--- Your goal ---
Which lines below fall between the one containing "Your task: detect every water" and the one containing "Your task: detect every tall"? Repeat them exactly, counting both of those lines, and add nothing else.

═══ Source data

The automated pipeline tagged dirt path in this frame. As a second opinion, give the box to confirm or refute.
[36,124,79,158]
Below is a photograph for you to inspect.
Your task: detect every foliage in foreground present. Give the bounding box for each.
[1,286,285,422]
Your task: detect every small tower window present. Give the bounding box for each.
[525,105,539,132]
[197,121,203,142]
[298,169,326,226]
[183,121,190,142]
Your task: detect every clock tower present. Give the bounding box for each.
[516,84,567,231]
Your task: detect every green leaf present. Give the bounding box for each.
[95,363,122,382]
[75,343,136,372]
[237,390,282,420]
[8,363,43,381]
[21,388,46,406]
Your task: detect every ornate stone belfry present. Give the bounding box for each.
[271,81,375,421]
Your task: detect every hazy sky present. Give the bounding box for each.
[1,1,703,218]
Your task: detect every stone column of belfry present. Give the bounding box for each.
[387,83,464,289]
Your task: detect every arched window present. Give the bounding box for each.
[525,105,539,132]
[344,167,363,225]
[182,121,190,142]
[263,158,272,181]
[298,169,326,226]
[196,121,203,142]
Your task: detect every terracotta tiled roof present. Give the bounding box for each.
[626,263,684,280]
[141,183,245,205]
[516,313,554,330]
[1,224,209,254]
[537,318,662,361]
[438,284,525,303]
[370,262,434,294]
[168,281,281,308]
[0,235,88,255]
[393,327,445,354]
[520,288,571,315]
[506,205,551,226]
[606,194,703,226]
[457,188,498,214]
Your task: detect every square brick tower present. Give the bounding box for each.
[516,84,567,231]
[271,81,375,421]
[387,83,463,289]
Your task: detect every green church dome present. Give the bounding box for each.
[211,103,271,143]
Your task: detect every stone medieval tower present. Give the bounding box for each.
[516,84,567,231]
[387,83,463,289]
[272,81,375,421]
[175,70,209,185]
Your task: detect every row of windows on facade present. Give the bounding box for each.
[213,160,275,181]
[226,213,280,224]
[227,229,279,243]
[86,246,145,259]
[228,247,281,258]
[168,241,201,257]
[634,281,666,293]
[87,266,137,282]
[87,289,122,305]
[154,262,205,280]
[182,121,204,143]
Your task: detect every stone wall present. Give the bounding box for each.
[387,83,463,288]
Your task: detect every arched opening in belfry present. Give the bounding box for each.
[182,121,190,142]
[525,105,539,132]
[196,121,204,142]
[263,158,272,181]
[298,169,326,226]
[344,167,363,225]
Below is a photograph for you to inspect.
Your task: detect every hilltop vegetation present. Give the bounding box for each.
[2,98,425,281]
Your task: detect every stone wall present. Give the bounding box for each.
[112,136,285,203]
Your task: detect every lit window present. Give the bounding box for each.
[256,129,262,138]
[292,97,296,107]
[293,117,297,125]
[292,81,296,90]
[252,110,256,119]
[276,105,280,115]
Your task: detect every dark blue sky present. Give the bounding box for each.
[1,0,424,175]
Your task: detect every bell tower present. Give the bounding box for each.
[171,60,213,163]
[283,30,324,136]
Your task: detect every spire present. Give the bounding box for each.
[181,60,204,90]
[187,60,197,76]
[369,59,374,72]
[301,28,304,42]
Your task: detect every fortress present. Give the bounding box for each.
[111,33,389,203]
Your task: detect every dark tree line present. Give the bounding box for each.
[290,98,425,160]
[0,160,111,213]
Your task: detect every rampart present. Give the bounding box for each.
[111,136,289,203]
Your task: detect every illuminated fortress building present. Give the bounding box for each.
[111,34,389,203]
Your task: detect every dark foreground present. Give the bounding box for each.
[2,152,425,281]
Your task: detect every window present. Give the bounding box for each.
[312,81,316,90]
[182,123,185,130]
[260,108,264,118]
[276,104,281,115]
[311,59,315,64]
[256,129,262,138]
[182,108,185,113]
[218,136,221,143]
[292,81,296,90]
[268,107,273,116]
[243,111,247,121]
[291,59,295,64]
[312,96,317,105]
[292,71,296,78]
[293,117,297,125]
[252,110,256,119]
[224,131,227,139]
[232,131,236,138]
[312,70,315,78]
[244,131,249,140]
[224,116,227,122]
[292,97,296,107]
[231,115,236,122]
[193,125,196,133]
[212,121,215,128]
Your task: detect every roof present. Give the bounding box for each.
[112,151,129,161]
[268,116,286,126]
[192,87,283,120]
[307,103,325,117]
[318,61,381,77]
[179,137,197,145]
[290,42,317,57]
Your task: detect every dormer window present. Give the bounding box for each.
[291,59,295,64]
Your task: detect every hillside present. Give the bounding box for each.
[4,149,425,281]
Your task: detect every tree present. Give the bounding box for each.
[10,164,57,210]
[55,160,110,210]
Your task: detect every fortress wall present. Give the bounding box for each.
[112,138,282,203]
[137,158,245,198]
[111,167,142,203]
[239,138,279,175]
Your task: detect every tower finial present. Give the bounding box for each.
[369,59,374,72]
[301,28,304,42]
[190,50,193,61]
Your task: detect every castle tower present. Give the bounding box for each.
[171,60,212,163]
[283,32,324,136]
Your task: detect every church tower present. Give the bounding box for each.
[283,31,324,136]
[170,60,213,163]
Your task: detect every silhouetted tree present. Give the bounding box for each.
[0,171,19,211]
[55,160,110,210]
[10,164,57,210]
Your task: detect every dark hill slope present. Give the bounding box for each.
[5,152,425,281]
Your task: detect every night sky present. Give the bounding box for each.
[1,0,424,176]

══════
═══ Source data

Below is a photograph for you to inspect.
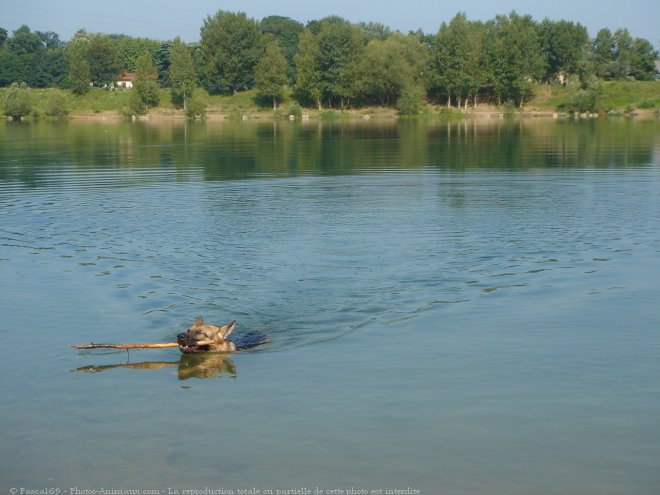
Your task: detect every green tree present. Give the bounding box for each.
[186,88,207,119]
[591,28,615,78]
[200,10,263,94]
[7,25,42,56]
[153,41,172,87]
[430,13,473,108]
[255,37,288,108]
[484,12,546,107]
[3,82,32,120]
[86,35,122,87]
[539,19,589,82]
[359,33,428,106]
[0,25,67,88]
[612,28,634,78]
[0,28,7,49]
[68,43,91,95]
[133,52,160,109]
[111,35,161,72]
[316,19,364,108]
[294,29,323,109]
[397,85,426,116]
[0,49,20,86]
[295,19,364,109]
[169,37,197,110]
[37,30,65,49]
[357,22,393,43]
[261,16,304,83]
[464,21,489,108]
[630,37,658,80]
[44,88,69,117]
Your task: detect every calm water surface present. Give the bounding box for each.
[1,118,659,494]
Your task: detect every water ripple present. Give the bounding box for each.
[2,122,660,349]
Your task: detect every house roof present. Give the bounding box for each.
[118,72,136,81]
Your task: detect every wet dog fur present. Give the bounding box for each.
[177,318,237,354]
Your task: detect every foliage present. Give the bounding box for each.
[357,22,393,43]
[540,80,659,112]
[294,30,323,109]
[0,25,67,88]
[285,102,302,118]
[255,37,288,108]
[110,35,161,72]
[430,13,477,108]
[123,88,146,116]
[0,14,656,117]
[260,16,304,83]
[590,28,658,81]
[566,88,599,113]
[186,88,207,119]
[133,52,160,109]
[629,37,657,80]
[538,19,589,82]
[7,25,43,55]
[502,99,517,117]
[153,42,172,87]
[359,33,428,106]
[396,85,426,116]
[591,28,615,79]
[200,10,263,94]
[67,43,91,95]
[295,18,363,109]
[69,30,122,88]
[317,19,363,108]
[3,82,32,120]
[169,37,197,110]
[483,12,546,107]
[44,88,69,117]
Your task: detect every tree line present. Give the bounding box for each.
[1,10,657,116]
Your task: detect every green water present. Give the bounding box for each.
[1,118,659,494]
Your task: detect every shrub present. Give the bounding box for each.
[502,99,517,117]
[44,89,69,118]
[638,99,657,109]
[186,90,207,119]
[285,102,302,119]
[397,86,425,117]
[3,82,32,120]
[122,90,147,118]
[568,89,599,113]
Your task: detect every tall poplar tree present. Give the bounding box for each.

══════

--- Solution for this task ---
Your task: detect every water ripple present. Give the bounding box for each.
[2,122,660,349]
Your task: detect every house roof present. Give the bounding box for each.
[118,72,136,81]
Your task: detect every wet dog fur present. Give the bounding box for each.
[177,318,237,354]
Your task: detect every foliage present. Give the bounding box for each.
[357,22,393,43]
[540,80,659,112]
[294,30,323,109]
[0,25,67,88]
[285,102,302,118]
[255,37,288,108]
[110,35,161,72]
[430,13,477,108]
[123,88,146,116]
[0,14,656,117]
[260,16,304,83]
[590,28,658,81]
[566,88,599,113]
[186,88,207,119]
[133,52,160,109]
[629,37,657,80]
[538,19,589,82]
[7,25,43,55]
[502,99,517,117]
[153,42,172,87]
[359,33,428,106]
[396,85,426,116]
[591,28,615,79]
[200,10,263,94]
[67,43,91,95]
[295,18,363,109]
[69,30,122,88]
[317,19,363,108]
[3,82,32,120]
[169,37,197,110]
[483,12,546,107]
[44,88,69,117]
Your task: detect every tree line present. Give the bounding box for each.
[1,10,657,116]
Your task: detect every green water present. Give the bounding box for each.
[1,118,659,494]
Your task: detect every shrub present. Give the bounding box for each.
[502,99,517,117]
[44,89,69,118]
[638,99,657,109]
[186,90,207,119]
[285,102,302,119]
[397,86,425,117]
[3,82,32,120]
[122,90,147,118]
[568,89,599,113]
Your task: detect every tall poplar tree present. Give the bounding box for each.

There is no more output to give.